### Ausgewählter Auszug
* * * * * * * * *

Seit wann lebst du im Ruhrgebiet?
Ich bin in Berlin geboren und auch meine Mutter ist gebürtige Berlinerin. Als ich 13 war, sind wir nach Essen gezogen, als sie meinen Stiefvater geheiratet hat. Er ist gebürtiger Essener. Ich habe hier dann das Burggymnasium besucht. Im Anschluss habe ich Steuerrecht studiert und beim Finanzamt Essen gearbeitet, aber zugegebenermaßen die Prüfung absichtlich versemmelt. Hätte ich mein Diplom gemacht, ohne die nächsten fünf Jahre beim Finanzamt zu arbeiten, hätte ich die Ausbildungssumme zurückerstatten müssen und wäre hochverschuldet gewesen. Und das war doch nicht so ganz der richtige Job für mich, muss ich gestehen. Seit Mai letzten Jahres lebe ich in Köln.
Wie siehst du deine Zeit im Ruhrgebiet?
Mir gefällt Essen immer noch besser als Köln. Es ist einfach grüner. Köln hat zwar grüne Hotspots, aber bist du mit dem Auto unterwegs, siehst du davon nix. In Essen habe ich immer noch das Heimatgefühl und es ist einfach ruhiger. Wir leben in der Innenstadt von Köln und da ist mir echt zu viel Trubel. Und auch die Aggression der Leute in Bezug aufs Autofahren finde ich erschreckend.

* * * * * * * * *

[Gespeicherte Dateneinträge]
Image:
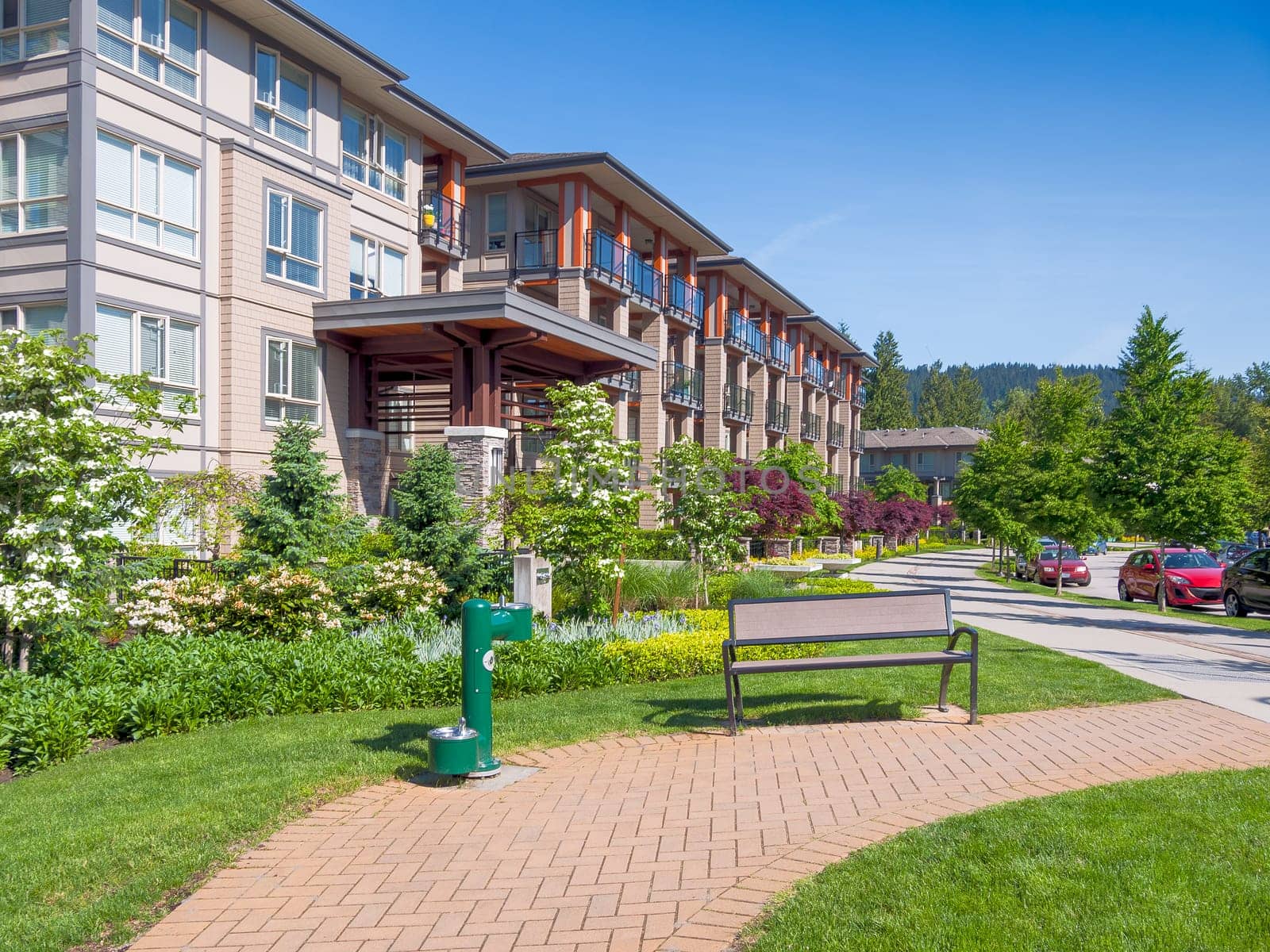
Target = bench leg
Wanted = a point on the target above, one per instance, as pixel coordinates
(728, 691)
(944, 687)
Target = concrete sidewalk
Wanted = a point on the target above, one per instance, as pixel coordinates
(1222, 666)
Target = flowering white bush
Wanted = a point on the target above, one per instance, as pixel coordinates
(67, 475)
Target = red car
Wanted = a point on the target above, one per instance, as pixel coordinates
(1045, 569)
(1191, 578)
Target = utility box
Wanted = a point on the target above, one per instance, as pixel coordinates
(531, 582)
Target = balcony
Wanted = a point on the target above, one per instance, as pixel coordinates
(810, 428)
(778, 416)
(745, 336)
(738, 404)
(622, 268)
(814, 372)
(780, 353)
(626, 381)
(683, 385)
(537, 251)
(685, 302)
(442, 224)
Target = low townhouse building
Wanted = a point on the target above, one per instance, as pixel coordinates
(248, 206)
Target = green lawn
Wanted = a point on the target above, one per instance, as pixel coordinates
(990, 574)
(98, 846)
(1164, 865)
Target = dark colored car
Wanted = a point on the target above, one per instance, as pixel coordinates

* * * * * * * * *

### Aufgaben
A: Fasse den Absatz des Textauszugs, der mit „Ich bin in Berlin geboren“ beginnt, als kurze Liste zusammen und behalte dabei seine wesentlichen Fakten bei.
B: Beantworte anhand des Textauszugs diese Fragen:
(i) In welcher Stadt wurde die befragte Person geboren?
(ii) Wie alt war sie beim Umzug nach Essen?
(iii) Wie begründet sie zuerst, dass ihr Essen besser gefällt als Köln?
C: Tippe den Teil des Textauszugs ab, der mit „Ich bin in Berlin“ anfängt und bis einschließlich „ich in Köln.“ reicht.
Die Auflistung stammt aus einer anderen Quelle.

### Antworten
A:
- Geboren in Berlin, die Mutter ist ebenfalls gebürtige Berlinerin.
- Mit 13 Jahren Umzug nach Essen, als die Mutter den Stiefvater heiratete, einen gebürtigen Essener.
- Besuch des Burggymnasiums in Essen.
- Danach Studium des Steuerrechts und Arbeit beim Finanzamt Essen, die Prüfung wurde absichtlich nicht bestanden.
- Grund: Mit Diplom, aber ohne fünf weitere Jahre beim Finanzamt, hätte die Ausbildungssumme zurückgezahlt werden müssen, was hohe Schulden bedeutet hätte.
- Der Beruf war außerdem nicht ganz der richtige.
- Seit Mai letzten Jahres Wohnort in Köln.

B:
(i) In Berlin.
(ii) 13 Jahre.
(iii) Essen ist einfach grüner.

C:
Ich bin in Berlin geboren und auch meine Mutter ist gebürtige Berlinerin. Als ich 13 war, sind wir nach Essen gezogen, als sie meinen Stiefvater geheiratet hat. Er ist gebürtiger Essener. Ich habe hier dann das Burggymnasium besucht. Im Anschluss habe ich Steuerrecht studiert und beim Finanzamt Essen gearbeitet, aber zugegebenermaßen die Prüfung absichtlich versemmelt. Hätte ich mein Diplom gemacht, ohne die nächsten fünf Jahre beim Finanzamt zu arbeiten, hätte ich die Ausbildungssumme zurückerstatten müssen und wäre hochverschuldet gewesen. Und das war doch nicht so ganz der richtige Job für mich, muss ich gestehen. Seit Mai letzten Jahres lebe ich in Köln.